== PROBLEM STATEMENT ==
Reproduce the material in full, exactly as written.
----
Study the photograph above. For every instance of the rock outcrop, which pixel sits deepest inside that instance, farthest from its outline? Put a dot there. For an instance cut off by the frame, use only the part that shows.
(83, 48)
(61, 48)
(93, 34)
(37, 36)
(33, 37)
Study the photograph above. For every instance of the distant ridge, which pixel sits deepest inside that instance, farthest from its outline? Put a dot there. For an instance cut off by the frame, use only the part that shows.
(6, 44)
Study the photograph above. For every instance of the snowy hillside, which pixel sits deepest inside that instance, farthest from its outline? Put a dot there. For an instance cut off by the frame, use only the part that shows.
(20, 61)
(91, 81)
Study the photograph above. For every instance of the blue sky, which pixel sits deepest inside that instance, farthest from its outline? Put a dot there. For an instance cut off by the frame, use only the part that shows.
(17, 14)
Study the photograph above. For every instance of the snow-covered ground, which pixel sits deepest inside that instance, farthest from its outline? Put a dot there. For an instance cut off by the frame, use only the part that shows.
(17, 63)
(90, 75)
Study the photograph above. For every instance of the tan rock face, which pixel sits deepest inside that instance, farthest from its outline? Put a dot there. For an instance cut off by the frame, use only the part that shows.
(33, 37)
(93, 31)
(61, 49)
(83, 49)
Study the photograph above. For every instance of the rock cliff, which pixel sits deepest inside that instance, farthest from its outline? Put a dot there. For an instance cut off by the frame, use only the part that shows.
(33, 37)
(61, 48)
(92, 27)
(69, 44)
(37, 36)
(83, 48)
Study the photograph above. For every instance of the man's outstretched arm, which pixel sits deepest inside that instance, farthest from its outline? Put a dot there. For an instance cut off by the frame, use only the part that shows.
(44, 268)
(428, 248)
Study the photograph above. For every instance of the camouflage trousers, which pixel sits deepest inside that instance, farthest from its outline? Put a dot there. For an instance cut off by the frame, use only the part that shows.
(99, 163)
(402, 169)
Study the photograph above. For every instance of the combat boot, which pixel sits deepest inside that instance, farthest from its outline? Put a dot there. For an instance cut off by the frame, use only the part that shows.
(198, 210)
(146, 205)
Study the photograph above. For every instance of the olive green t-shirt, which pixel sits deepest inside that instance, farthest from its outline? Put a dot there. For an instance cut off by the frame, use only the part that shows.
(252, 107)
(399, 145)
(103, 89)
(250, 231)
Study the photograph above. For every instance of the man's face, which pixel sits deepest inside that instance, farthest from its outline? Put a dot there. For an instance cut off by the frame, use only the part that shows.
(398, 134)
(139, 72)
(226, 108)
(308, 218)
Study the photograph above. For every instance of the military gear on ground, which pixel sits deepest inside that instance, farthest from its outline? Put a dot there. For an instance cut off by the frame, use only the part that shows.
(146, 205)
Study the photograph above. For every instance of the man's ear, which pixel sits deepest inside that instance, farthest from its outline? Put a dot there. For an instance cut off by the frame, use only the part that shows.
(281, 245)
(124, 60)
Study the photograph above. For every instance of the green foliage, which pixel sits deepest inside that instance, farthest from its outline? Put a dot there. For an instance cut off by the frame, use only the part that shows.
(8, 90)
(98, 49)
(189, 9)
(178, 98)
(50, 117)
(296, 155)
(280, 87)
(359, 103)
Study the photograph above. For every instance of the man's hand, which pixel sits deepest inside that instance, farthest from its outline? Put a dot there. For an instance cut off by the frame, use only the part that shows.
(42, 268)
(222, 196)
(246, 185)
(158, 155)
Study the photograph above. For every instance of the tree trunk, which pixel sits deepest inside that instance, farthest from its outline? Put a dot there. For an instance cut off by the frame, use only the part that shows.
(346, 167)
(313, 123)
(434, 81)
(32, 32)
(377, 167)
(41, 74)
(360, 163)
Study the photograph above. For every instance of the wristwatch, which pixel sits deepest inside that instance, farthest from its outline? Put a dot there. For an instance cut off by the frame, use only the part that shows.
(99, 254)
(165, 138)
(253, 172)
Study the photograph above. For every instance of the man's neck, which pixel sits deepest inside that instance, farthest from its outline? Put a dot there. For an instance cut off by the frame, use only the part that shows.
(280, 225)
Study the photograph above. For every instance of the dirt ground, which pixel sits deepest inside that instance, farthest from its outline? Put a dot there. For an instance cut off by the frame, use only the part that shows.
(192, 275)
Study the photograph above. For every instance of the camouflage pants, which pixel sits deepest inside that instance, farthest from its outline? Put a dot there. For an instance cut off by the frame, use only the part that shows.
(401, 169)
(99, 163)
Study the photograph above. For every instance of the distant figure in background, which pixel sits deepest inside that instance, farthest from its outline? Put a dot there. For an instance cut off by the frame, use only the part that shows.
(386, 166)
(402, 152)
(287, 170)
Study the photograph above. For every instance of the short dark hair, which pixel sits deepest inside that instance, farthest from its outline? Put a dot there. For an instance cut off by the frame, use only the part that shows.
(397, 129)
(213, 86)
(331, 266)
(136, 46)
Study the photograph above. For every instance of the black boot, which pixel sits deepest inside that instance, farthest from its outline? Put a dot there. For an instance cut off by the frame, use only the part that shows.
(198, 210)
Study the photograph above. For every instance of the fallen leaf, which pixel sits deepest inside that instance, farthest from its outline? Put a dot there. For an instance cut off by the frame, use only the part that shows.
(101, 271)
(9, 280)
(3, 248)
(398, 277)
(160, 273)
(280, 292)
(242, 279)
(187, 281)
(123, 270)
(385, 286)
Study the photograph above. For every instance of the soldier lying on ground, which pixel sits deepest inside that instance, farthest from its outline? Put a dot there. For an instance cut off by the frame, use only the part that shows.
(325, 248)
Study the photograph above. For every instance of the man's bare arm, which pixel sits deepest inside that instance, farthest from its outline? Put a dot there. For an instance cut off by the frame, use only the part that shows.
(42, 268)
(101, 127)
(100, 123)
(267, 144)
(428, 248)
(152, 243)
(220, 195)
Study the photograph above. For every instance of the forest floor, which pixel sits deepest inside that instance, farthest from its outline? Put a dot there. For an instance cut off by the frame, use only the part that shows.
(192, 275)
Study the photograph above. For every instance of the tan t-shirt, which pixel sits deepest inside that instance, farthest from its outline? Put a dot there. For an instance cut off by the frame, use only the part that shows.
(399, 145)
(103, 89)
----
== RESPONSE ==
Study the photograph above. For every instance of the rock outcrop, which pixel sits deepest inside that instance, farthest from its outline? Put a dot there. For an instance cut off by the frame, use only the part that shows.
(83, 48)
(61, 48)
(93, 34)
(37, 36)
(33, 37)
Study the photograph above. For every instance of the distant ridge, which pixel sits deepest inside that instance, farthest from its outline? Put a dot there. For an instance cut off by the frame, use only the part that shows.
(6, 44)
Study the photograph above. For every instance of the snowy hillside, which pixel sits deepest inside that instance, farthest from its outline? Put a dot there. For an instance cut off by the frame, use only the part that shows.
(20, 61)
(91, 81)
Study the photograph above. For every instance of the blue sky, which pixel sits deepest inside that instance, farthest from its outline? Put a dot there. For an instance cut off by the frame, use only the part that shows.
(17, 14)
Study the photograph above. For every instance of the snow-covered ground, which pixel sits deepest inside that instance, farthest from its outline? Put a dot there. For an instance cut off by the frame, use only the part that shows.
(17, 63)
(90, 75)
Study the photograph above. For every instance of the tan rock face, which pixel sits deepest inside that instance, farthest from its outline? Put a dot there. For an instance cut off by the frame, use only the part that shows.
(33, 37)
(93, 31)
(61, 49)
(83, 49)
Study the photograph above. For every instance of the rock cliff, which pixel sits deepest inside that instance, farthest from its outline? Put a dot there. For an instance cut off by the frame, use only the part that shows.
(33, 37)
(61, 48)
(92, 27)
(69, 44)
(37, 36)
(83, 48)
Study the photograph above. For every instance of the man's outstretched arm, which pixel sits deepest inside that instance, farthest from its outline? Put a dot there. For an instance cut off by the frame, use only the part that shows.
(44, 268)
(428, 248)
Study the photograph above. For every instance of the camouflage trousers, which pixel sits deepest inside that instance, farthest from its outline? Put a dot there. For an instance cut off by the frame, use only the part that shows.
(99, 163)
(402, 169)
Study the photograph above. For every instance of the combat boot, which pixel sits deepest inside that instance, farthest from its outline? Put a dot there. For an instance cut off by the frame, use only the part that shows.
(198, 210)
(146, 205)
Study the photograph above. For every instance of the olive green t-shirt, which pixel sits deepest inside that instance, farthest from its outline? Put a dot there. For an instance cut off by the frame, use only the part that shows.
(252, 107)
(399, 145)
(103, 89)
(250, 231)
Study the photograph above. For every instance of the man's face, which pixel sits deepest inside that instance, farthest from its outline? Put a dot there. For an instance cut off by the frame, use only the part that shows.
(398, 134)
(139, 72)
(226, 108)
(308, 218)
Study the photograph above. For every instance of the military gear on ground, which pixel sits deepest inside that instance, farthest from its outline? Put a dot there. For an instance cut off by the frame, use only the part that shows.
(146, 205)
Study the photograph above. For every instance of the man's ear, which pixel sits deepest inside that instance, farthest from its outline? Put a dot there. For an instance cut off by the frame, use only the part that shows.
(281, 245)
(124, 60)
Study the photograph above. For every instance of the green foliage, which pixel sits deepest inside that instance, farthest from its outline? Put a dot there. For an instance cut off by the frame, use only the part that shows.
(8, 90)
(98, 49)
(189, 9)
(178, 98)
(50, 117)
(296, 155)
(280, 87)
(359, 103)
Study the photograph above. For every instance of the man's hand, which pixel sits deepest inside that instance, farthest from its outline? Put a dot there. For an instance cut off by the frame, use only the part that shows.
(42, 268)
(222, 196)
(246, 185)
(158, 155)
Study the photograph above. For every instance of the tree trunk, which pixel sits deepest inside that instance, farthest from its outline? Put a dot there. For an instance cut off by the frame, use only the part that shows.
(346, 167)
(313, 123)
(434, 81)
(32, 32)
(377, 167)
(41, 74)
(360, 163)
Study the photograph above. For every instance of the wristwatch, which pixel sits deepest inside that instance, farthest from its outline? Put a dot there. For an instance cut off by the frame, use only the part that shows.
(99, 254)
(165, 138)
(253, 172)
Study the photograph above. For every instance of the man's neck, which pixel sits deepest inside that instance, farthest from its outline? Put a dot there. For an instance cut off by the frame, use only the part that shows.
(280, 225)
Study the photograph above. For every instance of the dirt ground, which pixel sits deepest inside that instance, farthest from its outline? Put a dot there. For an instance cut off by the frame, use only the part that shows.
(192, 275)
Study the photograph above. For every instance of the camouflage pants, which pixel sits deepest inside that instance, farthest from its outline? Put a dot there. For an instance cut off by the frame, use only the part that shows.
(401, 169)
(99, 163)
Study the photograph above. For every instance of the distant figure in background, which pixel sits deepest inside that instance, farthest from its outline? Put a dot there. For an instance cut off by the frame, use only the part that shows.
(386, 166)
(402, 152)
(287, 170)
Study the photograph above. For every instance of the short dark hair, which pixel sits deepest inside that instance, farthest from its outline? Put a dot there. For an instance cut off by the frame, use only the part that shows.
(397, 129)
(213, 86)
(331, 266)
(136, 46)
Study the photograph above. For every instance of the black boot, which pixel sits deepest inside that instance, farthest from its outline? Put a dot there. For an instance cut off by the frame, use only the part that shows.
(198, 210)
Study the photograph above. For every instance of the fallen leaf, which pixel sits deepest inside that instance, farthest from its outline? Put a dot there. For an instance cut off by the frame, use only the part that shows.
(101, 271)
(9, 280)
(3, 248)
(398, 277)
(160, 273)
(280, 292)
(242, 279)
(187, 281)
(123, 270)
(385, 286)
Study the photograph above. For every instance of the soldier lying on ground, which pixel sits deepest inside that instance, farthest from its outline? Put a dot there. For an instance cut off by the frame, use only the part that shows.
(325, 248)
Study the photograph above. For every instance of the man's bare arm, which pixel sits deepest inside that instance, farthest from its outline? Put a dot there. For an instance cut off by the frame, use only the part that shows.
(42, 268)
(101, 127)
(100, 123)
(267, 144)
(428, 248)
(152, 243)
(220, 195)
Study the photograph above. For every instance of the forest floor, which pixel sits deepest inside that instance, farthest from its outline? Put a dot there. For an instance cut off by the frame, use only the part that shows.
(192, 275)
Study the photograph above. For every instance of the tan t-shirt, which pixel sits deepest inside that instance, farthest from its outline? Put a dot there. For an instance cut off by the frame, use only the part that shows.
(399, 145)
(103, 89)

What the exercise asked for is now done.